From the material below, copy out every line that contains the word "locating".
+++ Provided records
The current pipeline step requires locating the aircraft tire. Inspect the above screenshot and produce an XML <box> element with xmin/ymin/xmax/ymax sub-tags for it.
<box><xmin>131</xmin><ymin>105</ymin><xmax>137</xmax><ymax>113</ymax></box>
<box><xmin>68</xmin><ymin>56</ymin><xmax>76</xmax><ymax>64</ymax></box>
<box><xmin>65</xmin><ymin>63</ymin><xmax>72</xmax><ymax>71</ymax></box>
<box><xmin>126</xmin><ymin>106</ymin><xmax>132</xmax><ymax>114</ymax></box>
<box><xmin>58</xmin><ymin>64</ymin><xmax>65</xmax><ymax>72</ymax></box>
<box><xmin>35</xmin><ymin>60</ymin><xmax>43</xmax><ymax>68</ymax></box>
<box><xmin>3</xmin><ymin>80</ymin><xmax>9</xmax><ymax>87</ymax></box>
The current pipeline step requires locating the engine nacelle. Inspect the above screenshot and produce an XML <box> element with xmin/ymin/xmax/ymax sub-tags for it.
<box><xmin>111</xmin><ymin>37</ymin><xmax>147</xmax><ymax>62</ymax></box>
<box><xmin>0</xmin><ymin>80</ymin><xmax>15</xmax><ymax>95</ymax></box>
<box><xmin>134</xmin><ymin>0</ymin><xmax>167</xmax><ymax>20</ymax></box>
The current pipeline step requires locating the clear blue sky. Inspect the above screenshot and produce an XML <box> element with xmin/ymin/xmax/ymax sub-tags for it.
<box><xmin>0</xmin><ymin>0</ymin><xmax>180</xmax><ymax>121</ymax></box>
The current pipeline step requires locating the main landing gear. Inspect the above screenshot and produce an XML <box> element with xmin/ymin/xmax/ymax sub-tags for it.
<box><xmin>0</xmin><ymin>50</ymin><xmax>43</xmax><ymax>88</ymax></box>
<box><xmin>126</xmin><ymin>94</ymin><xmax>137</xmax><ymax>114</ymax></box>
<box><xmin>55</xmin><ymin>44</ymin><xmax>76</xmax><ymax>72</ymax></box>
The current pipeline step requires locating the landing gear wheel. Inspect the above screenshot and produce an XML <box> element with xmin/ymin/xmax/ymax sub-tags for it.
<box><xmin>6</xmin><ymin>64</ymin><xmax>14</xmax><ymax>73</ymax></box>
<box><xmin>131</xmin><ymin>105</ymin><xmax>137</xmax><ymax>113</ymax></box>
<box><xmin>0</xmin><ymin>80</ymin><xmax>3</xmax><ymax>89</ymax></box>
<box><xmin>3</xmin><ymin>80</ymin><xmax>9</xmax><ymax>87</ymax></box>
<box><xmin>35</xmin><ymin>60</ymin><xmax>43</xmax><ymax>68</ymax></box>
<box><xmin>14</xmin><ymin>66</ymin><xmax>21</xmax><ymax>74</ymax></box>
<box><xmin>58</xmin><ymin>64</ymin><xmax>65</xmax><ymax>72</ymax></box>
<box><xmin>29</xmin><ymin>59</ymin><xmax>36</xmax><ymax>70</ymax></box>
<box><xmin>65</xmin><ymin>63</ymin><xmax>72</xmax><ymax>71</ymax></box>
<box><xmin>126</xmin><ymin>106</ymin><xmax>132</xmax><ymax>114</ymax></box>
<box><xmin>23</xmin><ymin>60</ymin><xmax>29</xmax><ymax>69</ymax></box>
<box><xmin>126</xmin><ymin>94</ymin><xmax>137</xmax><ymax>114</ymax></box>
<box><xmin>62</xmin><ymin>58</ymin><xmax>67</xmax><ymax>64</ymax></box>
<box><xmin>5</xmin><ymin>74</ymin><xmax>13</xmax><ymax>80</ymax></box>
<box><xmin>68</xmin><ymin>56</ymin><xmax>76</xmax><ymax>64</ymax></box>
++++++
> Exercise answer:
The current pipeline step requires locating the aircraft tire. Inspect the above screenshot and produce an XML <box> element with xmin/ymin/xmax/ymax sub-tags for it.
The current pipeline step requires locating the engine nacelle. Inspect the above screenshot and produce an XML <box> element with xmin/ymin/xmax/ymax sub-tags for it.
The current pipeline step requires locating the clear blue sky. Inspect the above screenshot and produce an XML <box> element with xmin/ymin/xmax/ymax sub-tags for it.
The current pipeline step requires locating the main landing gear. Inspect the above screenshot and produce an XML <box> element with xmin/ymin/xmax/ymax sub-tags for it.
The current pipeline step requires locating the landing gear wheel. Inspect the above screenshot and produce an XML <box> element with xmin/ymin/xmax/ymax sub-tags for it.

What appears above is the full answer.